#### [ACTIVITY]
From the line that contains "the crab eyestalk" to the final line of the entries, return every line exactly and leave out all others.

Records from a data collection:

◇ ◇ ◇ ◇ ◇ ◇ ◇

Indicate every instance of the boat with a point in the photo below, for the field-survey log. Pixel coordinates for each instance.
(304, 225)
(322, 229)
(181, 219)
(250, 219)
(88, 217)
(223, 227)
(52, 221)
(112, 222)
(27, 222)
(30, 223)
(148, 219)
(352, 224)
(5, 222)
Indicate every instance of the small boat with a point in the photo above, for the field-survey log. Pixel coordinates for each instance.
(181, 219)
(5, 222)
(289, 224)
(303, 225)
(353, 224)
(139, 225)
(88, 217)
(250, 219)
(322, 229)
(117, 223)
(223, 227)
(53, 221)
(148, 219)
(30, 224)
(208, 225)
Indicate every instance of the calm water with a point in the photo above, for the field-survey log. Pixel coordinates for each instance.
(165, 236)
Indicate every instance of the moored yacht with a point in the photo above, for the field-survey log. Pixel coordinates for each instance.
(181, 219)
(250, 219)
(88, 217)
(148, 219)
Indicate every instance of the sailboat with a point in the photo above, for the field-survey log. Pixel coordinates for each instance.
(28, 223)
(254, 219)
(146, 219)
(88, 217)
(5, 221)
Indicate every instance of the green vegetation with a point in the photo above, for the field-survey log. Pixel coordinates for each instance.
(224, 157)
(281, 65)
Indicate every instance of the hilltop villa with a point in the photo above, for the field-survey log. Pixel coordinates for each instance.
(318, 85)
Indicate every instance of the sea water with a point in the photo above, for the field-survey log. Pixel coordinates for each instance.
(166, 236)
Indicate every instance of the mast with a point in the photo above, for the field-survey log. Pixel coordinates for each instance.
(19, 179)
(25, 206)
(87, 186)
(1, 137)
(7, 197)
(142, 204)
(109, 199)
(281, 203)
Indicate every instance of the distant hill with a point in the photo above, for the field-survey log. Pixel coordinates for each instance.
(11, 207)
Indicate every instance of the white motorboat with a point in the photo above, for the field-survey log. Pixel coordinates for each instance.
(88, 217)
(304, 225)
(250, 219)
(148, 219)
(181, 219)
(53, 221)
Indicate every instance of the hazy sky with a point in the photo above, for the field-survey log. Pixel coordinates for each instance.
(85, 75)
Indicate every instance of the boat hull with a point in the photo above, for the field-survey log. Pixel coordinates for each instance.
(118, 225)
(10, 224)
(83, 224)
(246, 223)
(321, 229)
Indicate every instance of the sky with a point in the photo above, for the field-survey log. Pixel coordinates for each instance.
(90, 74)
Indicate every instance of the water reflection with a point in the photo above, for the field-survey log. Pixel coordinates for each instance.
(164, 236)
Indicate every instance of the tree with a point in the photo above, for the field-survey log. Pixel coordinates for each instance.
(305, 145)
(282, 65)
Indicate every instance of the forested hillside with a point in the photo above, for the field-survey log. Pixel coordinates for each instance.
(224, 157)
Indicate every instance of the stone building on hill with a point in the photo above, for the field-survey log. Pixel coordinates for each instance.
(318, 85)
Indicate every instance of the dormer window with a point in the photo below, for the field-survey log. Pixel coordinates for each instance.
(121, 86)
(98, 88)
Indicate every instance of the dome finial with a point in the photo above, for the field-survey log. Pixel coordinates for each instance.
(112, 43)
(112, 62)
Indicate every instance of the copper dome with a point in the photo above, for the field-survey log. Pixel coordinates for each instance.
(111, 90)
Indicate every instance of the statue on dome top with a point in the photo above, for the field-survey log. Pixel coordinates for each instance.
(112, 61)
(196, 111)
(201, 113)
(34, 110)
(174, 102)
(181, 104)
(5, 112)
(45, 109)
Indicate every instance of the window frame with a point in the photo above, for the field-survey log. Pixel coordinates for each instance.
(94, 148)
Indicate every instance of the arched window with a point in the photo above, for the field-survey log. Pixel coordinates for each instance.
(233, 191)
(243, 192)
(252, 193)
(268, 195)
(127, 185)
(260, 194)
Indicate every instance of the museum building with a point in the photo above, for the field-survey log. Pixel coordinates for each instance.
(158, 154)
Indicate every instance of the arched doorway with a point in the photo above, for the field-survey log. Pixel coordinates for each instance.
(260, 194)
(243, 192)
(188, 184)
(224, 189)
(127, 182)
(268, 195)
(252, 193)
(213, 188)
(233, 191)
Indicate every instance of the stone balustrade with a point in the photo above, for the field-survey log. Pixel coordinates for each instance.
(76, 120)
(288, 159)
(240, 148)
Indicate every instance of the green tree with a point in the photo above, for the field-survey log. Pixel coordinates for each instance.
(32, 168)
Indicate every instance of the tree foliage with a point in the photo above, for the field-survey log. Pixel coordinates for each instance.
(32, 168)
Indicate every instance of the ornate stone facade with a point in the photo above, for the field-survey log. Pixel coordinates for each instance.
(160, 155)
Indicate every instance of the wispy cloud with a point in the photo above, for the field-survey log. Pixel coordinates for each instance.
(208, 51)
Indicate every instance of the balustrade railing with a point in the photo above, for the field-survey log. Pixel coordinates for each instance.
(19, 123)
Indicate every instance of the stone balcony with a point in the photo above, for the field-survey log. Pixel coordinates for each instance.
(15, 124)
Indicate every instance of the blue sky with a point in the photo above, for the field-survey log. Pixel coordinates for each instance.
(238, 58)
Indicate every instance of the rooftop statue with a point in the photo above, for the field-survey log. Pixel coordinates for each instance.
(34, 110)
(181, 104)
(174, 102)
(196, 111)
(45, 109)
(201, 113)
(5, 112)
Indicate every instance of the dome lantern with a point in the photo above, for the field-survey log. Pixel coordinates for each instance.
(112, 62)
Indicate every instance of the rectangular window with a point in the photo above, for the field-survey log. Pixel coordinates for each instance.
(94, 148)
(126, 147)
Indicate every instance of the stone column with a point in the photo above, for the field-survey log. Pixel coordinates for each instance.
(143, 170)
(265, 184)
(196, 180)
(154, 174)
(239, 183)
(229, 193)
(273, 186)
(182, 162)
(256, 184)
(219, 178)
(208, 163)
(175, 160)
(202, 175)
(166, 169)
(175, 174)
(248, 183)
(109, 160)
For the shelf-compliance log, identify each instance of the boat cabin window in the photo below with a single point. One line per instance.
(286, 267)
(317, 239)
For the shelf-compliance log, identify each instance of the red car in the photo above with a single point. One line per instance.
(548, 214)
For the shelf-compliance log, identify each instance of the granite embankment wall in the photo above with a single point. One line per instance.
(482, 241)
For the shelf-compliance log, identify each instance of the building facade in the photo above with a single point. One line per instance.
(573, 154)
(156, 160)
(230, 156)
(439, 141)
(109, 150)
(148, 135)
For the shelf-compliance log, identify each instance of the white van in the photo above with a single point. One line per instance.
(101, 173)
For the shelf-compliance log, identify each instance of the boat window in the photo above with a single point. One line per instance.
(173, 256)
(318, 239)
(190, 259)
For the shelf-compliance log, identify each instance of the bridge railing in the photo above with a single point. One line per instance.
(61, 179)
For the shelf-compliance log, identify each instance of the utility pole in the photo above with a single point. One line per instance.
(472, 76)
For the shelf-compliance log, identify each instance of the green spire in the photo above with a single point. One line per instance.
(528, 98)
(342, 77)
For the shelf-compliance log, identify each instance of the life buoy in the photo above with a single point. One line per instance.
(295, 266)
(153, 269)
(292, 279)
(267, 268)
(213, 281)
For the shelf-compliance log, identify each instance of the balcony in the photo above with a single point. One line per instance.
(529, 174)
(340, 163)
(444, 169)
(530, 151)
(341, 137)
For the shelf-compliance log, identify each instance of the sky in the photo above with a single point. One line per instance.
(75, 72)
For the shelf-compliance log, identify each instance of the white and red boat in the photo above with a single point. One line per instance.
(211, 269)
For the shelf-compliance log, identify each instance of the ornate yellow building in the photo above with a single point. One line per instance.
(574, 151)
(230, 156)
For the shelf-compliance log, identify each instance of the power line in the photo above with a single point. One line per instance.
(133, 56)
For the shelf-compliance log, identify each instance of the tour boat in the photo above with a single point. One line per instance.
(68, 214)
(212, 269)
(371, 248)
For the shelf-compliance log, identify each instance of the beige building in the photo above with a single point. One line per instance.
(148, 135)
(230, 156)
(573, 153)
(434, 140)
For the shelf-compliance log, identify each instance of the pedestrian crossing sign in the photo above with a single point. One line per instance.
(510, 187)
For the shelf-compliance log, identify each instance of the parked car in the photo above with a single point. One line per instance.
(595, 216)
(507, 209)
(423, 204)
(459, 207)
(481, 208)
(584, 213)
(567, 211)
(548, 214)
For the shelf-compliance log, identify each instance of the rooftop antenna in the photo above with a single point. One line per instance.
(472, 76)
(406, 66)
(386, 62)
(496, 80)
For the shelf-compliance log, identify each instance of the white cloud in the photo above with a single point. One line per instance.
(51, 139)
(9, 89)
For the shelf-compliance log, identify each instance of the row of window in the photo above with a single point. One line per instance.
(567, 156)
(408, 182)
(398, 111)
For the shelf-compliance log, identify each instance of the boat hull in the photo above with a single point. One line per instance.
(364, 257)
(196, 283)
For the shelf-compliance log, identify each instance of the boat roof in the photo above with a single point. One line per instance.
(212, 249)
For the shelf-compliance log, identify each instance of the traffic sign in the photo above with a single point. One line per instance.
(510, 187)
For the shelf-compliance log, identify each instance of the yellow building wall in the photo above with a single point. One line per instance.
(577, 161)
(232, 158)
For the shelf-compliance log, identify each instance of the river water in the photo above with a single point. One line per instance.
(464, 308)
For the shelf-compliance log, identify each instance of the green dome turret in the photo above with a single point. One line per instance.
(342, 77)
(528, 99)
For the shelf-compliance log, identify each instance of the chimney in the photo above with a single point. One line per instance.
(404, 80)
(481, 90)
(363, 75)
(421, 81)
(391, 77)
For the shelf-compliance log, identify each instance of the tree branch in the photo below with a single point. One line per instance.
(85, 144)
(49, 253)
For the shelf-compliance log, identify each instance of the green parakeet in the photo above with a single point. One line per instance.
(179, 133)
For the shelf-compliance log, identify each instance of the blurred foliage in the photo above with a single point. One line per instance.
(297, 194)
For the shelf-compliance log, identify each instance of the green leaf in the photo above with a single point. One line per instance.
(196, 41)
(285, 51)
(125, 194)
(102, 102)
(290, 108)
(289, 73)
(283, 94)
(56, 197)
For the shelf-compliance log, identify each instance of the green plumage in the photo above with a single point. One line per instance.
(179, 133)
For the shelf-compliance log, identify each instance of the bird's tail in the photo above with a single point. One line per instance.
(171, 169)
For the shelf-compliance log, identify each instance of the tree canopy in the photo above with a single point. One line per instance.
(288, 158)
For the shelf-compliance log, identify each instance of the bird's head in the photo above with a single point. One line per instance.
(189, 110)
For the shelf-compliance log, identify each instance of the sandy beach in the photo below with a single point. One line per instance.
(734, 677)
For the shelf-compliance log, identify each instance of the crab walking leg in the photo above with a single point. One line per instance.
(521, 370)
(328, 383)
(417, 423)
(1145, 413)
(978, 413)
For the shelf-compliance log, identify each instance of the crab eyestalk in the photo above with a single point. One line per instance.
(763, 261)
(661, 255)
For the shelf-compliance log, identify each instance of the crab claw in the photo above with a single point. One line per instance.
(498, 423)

◇ ◇ ◇ ◇ ◇ ◇ ◇

#### [TASK SOLUTION]
For the shelf-compliance log, identify each instance of the crab eyestalk in the photo above with a single point. One line per instance.
(763, 261)
(661, 255)
For the shelf-compliance log, identify each instance of the crab claw in the photo above with a single point. One line per instance.
(498, 423)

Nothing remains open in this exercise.